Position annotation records
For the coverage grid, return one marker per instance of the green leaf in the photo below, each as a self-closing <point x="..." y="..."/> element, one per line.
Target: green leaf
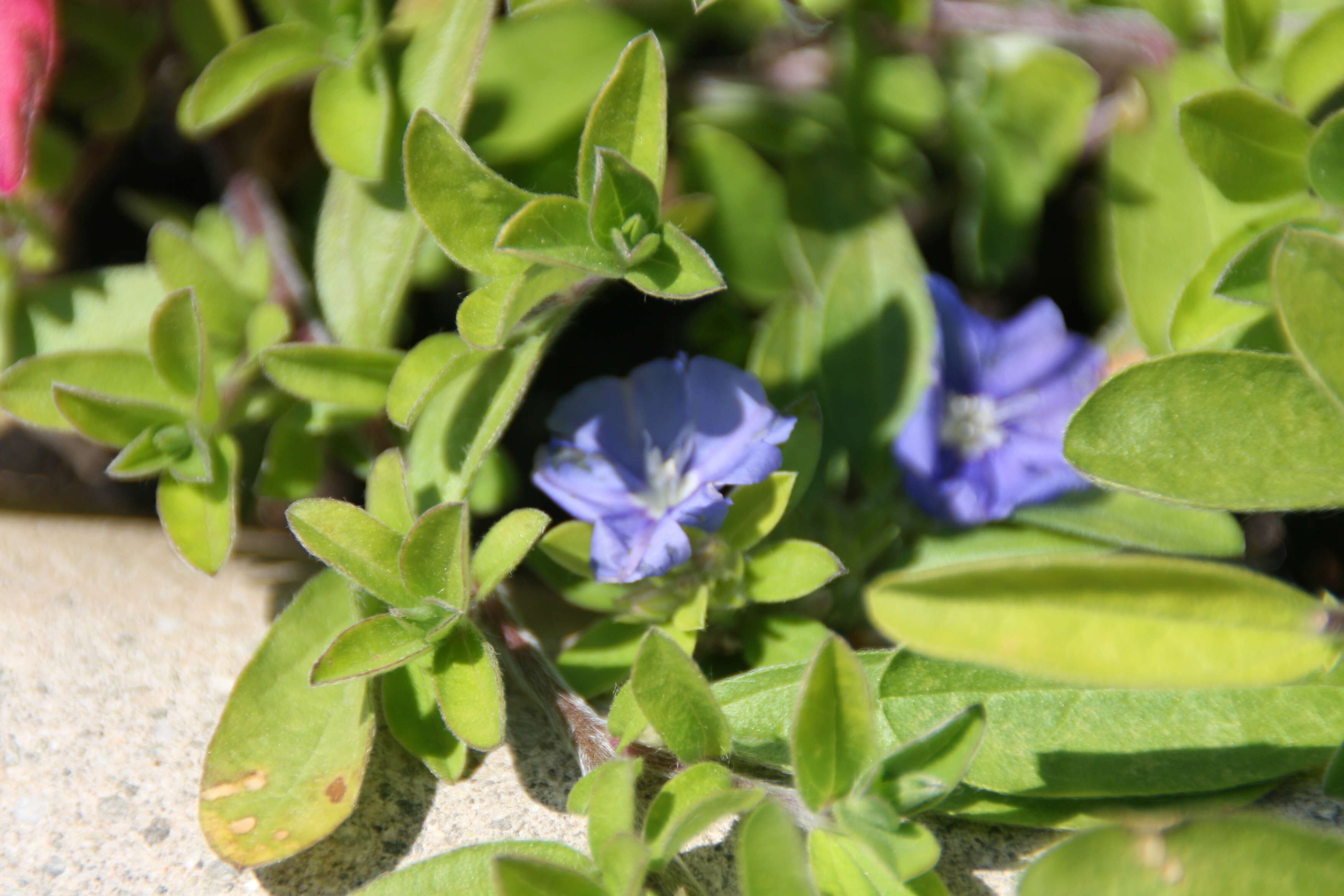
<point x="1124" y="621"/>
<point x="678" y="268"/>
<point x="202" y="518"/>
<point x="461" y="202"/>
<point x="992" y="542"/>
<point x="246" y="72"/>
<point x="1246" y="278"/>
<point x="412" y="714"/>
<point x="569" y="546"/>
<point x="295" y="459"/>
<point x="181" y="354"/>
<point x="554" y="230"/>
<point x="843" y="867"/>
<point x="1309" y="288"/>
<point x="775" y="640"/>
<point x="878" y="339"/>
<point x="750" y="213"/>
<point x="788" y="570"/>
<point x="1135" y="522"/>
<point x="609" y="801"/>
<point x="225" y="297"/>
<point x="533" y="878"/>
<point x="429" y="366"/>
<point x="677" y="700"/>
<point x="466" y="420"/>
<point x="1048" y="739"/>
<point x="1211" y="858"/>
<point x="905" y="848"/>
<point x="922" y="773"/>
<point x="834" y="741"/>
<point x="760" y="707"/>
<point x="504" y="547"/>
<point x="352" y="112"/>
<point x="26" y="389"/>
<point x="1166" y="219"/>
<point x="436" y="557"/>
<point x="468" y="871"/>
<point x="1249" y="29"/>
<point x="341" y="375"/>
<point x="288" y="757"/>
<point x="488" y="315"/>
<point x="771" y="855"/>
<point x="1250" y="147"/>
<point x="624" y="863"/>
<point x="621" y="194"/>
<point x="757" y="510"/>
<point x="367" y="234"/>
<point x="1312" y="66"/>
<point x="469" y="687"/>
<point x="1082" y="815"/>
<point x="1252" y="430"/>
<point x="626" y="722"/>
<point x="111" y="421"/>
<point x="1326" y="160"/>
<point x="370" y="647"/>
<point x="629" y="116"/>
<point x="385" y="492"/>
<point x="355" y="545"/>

* * *

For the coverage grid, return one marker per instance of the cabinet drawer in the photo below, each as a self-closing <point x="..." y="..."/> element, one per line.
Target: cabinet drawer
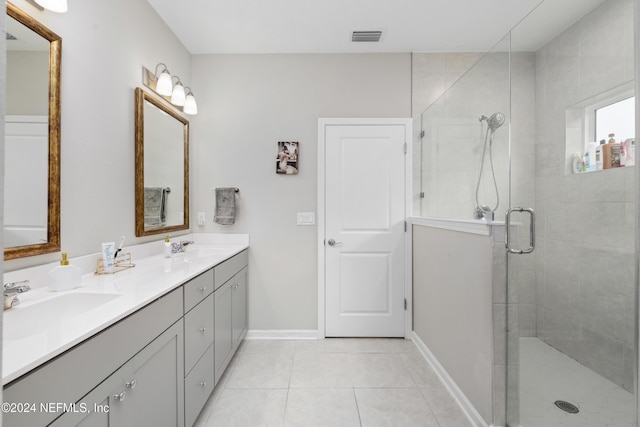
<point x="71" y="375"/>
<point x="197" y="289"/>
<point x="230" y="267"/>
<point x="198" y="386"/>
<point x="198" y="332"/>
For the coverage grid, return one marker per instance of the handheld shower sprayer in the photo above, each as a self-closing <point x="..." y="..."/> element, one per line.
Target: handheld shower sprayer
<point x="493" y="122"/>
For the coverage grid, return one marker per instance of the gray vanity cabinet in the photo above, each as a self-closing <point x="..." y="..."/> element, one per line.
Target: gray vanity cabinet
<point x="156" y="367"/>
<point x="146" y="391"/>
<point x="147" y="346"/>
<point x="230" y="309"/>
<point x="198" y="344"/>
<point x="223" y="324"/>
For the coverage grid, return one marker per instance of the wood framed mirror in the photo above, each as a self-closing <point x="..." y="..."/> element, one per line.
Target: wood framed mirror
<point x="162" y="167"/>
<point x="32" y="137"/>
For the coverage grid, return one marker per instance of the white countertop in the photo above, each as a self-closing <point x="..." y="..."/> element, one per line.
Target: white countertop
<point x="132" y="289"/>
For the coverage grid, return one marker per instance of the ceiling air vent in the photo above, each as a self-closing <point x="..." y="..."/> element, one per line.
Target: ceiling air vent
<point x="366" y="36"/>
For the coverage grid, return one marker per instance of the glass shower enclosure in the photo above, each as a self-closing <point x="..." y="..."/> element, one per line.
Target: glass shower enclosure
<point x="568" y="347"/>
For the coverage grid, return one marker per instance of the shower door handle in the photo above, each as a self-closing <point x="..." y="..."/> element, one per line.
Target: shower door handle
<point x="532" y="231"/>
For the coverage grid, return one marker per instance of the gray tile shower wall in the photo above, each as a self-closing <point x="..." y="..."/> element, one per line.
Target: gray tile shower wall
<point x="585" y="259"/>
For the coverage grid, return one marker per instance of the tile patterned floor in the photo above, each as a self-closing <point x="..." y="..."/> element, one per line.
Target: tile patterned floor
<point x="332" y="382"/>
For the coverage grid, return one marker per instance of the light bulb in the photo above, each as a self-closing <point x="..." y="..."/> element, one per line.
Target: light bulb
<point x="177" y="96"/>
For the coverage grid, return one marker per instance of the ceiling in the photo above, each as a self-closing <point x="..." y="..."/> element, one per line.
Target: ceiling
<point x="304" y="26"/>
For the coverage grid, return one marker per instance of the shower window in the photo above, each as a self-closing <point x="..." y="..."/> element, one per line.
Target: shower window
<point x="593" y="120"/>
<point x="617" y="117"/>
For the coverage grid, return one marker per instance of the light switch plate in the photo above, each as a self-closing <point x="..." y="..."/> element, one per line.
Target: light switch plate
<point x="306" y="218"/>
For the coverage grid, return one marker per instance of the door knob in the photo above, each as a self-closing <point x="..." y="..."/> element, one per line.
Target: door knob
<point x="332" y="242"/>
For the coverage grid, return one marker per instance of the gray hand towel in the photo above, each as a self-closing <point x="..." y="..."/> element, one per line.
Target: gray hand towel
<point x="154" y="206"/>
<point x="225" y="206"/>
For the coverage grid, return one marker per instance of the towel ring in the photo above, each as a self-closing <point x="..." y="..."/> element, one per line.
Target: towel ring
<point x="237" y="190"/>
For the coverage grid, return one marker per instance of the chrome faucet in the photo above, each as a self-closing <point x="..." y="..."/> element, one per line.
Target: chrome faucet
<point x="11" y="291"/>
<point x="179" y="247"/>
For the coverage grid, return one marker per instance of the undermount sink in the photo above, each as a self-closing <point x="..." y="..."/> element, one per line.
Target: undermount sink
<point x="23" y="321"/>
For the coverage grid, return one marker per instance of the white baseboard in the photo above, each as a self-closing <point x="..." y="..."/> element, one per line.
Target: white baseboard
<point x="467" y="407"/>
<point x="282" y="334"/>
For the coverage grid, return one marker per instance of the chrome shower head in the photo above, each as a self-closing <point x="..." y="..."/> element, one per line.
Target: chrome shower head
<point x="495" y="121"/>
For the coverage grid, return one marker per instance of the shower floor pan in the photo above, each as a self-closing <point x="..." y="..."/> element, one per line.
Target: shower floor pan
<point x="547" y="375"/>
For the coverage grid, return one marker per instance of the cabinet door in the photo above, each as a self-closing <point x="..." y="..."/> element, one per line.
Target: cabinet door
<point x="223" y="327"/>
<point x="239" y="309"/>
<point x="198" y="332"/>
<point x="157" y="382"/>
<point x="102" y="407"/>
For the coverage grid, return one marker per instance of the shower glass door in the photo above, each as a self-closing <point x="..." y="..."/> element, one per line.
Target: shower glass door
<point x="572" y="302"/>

Instructions for the task | Select each line in the items above that contains the string "countertop", and copy those lines.

Response |
For the coverage grid, return one marker per instance of the white countertop in the photo above, each as a self-closing <point x="..." y="..."/> element, one per line.
Target: white countertop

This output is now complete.